Your task is to transcribe the entries below exactly, beginning with the line containing "QA review pass — verify and re-annotate every wooden" and ending with the final line, and to add nothing else.

--------

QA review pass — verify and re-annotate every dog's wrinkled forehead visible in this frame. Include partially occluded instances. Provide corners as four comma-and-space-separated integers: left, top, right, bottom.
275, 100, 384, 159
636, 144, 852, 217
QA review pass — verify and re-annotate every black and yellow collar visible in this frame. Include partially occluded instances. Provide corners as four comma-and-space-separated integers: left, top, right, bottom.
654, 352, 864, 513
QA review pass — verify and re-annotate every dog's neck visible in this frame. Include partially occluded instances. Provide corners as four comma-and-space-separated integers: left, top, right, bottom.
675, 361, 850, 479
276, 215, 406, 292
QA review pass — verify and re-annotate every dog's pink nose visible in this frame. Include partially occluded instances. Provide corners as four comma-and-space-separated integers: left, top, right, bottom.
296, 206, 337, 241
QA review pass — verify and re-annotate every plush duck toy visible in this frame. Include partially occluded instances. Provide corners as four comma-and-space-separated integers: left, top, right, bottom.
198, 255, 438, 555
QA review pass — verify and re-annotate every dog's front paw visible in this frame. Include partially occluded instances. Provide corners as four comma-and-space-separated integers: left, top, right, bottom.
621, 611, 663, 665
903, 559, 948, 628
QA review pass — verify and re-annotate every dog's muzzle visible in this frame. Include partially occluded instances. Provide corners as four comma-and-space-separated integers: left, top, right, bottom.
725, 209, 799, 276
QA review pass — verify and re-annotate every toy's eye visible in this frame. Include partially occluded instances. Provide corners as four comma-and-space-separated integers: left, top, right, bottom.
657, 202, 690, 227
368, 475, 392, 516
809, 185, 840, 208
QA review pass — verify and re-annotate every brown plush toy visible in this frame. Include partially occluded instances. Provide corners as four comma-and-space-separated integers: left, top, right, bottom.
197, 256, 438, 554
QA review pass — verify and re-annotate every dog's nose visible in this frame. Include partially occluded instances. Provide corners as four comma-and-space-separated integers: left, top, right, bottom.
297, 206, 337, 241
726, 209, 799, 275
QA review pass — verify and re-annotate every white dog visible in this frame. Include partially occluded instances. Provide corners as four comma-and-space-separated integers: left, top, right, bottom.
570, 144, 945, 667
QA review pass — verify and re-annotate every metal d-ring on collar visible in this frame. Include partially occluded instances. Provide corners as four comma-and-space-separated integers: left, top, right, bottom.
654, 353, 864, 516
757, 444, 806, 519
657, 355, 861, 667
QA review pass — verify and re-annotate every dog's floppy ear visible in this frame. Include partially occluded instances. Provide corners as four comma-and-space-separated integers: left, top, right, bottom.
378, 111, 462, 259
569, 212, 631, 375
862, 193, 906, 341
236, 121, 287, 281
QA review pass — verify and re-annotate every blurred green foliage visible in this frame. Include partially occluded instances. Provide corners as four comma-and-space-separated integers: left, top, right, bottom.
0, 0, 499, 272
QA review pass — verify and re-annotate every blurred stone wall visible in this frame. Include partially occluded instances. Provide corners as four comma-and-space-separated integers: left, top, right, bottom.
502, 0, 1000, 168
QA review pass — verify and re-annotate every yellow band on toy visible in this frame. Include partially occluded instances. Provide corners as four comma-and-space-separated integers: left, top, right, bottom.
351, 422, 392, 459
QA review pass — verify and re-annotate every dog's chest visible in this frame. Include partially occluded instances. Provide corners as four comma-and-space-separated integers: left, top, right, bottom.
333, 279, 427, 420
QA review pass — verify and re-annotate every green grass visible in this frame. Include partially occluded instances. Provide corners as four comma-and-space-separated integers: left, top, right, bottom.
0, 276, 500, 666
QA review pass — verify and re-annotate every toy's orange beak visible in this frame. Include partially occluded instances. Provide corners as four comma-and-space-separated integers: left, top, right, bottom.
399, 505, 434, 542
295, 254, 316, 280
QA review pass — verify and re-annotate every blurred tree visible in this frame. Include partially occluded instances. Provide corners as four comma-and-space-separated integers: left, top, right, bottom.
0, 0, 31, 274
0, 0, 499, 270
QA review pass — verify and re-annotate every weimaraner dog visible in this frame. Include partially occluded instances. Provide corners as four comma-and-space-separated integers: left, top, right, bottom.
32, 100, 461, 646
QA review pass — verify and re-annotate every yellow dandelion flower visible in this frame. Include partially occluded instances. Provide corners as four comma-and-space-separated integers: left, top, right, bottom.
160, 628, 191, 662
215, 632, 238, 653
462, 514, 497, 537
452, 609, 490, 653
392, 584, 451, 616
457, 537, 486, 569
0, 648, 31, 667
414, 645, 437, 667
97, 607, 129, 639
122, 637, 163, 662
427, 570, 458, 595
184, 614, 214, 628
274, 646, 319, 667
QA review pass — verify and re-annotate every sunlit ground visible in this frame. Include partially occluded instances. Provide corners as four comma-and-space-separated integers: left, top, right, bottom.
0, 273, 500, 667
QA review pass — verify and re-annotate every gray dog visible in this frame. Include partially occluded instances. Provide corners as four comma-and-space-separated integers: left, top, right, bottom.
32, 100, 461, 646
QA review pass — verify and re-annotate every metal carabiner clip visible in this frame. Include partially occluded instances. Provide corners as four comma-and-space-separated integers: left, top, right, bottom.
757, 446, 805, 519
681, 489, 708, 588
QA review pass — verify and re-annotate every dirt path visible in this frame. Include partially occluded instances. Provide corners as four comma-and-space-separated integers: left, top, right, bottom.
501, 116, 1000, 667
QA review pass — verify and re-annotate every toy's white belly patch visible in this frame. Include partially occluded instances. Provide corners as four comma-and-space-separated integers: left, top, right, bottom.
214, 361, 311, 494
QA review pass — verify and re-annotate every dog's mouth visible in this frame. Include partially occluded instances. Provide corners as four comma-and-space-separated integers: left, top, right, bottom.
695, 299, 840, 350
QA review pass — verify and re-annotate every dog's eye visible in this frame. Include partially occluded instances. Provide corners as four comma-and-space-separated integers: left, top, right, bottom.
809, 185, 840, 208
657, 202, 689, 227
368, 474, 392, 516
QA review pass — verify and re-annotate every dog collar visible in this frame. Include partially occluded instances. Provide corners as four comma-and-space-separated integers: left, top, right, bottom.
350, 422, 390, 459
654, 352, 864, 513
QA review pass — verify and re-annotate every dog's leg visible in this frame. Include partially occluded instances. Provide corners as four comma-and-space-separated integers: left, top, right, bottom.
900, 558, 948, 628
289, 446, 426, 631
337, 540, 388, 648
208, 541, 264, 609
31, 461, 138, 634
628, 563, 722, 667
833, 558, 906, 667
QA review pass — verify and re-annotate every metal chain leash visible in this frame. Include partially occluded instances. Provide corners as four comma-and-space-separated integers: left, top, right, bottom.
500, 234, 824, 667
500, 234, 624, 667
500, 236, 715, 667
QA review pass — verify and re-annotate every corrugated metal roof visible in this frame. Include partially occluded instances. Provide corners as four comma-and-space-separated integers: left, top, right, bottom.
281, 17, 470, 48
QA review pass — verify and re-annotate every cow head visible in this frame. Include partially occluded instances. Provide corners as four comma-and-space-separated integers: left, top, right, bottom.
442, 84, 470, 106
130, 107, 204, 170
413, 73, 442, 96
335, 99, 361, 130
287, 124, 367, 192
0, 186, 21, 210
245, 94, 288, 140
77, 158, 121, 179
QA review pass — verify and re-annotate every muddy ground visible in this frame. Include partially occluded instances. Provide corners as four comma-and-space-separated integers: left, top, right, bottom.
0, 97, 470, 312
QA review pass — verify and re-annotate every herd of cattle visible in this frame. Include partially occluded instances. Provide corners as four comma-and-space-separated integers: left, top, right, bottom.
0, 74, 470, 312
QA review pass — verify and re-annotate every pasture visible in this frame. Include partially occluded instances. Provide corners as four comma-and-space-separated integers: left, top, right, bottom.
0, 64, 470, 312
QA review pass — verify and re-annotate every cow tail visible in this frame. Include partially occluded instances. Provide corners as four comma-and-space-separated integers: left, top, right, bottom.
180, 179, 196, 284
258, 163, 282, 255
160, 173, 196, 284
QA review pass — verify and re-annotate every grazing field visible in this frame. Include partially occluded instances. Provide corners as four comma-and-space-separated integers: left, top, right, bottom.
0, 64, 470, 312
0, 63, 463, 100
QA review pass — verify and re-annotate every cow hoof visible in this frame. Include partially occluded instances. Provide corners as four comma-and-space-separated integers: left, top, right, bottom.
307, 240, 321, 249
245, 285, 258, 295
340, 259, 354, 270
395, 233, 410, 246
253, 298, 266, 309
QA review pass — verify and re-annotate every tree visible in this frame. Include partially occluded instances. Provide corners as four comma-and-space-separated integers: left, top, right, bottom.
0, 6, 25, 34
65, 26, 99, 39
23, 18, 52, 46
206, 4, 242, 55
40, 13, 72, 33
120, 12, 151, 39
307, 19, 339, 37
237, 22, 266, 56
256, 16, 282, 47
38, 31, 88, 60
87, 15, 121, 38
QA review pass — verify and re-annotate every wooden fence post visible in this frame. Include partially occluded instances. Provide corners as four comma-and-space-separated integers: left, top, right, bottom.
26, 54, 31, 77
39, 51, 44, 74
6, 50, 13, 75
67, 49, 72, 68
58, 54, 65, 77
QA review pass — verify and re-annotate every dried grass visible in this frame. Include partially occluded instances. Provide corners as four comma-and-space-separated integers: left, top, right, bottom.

--------

• TASK RESPONSE:
QA review pass — verify and re-annotate every wooden fence post visible in this frame. Include partially occluded instances. Provide corners as four comma-and-space-separated integers: left, top, right, bottom.
26, 54, 31, 77
39, 51, 44, 74
6, 50, 13, 75
67, 49, 72, 68
58, 54, 65, 77
QA review pass — verify and re-annotate every dried grass visible in this frame. Include partially occluded instances. Provide corners as four comma-and-space-separated integers: left, top, right, bottom.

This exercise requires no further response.